• To do:
All that should be output is the block of lines below from the line with "box: [312, 306, 326, 322]" to the line with "rough mask: <svg", both included, exactly as written.

• Excerpted records:
..............................
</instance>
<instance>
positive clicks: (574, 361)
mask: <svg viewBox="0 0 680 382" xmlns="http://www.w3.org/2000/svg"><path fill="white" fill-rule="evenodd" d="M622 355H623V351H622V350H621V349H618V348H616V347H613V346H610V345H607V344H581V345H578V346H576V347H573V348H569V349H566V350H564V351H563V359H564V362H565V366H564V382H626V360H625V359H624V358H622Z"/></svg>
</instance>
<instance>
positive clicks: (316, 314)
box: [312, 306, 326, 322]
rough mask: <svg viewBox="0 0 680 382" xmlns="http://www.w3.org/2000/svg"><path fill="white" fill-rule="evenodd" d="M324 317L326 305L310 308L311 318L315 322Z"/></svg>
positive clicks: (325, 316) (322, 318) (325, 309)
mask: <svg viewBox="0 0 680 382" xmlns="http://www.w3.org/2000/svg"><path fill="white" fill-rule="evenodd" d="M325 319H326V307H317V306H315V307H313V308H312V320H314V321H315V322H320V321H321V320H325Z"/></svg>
..............................
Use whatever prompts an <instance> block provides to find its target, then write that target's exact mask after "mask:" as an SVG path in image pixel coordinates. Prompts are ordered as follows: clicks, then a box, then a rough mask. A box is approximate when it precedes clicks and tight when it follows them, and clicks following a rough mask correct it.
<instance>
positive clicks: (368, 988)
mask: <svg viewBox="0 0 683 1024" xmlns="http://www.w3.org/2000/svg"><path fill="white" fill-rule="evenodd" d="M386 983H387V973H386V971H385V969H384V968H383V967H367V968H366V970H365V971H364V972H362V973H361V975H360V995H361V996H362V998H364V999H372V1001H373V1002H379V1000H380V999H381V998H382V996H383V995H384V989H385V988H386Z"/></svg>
..............................
• Answer space:
box: [312, 306, 326, 322]
rough mask: <svg viewBox="0 0 680 382" xmlns="http://www.w3.org/2000/svg"><path fill="white" fill-rule="evenodd" d="M324 317L326 305L310 308L311 318L315 322Z"/></svg>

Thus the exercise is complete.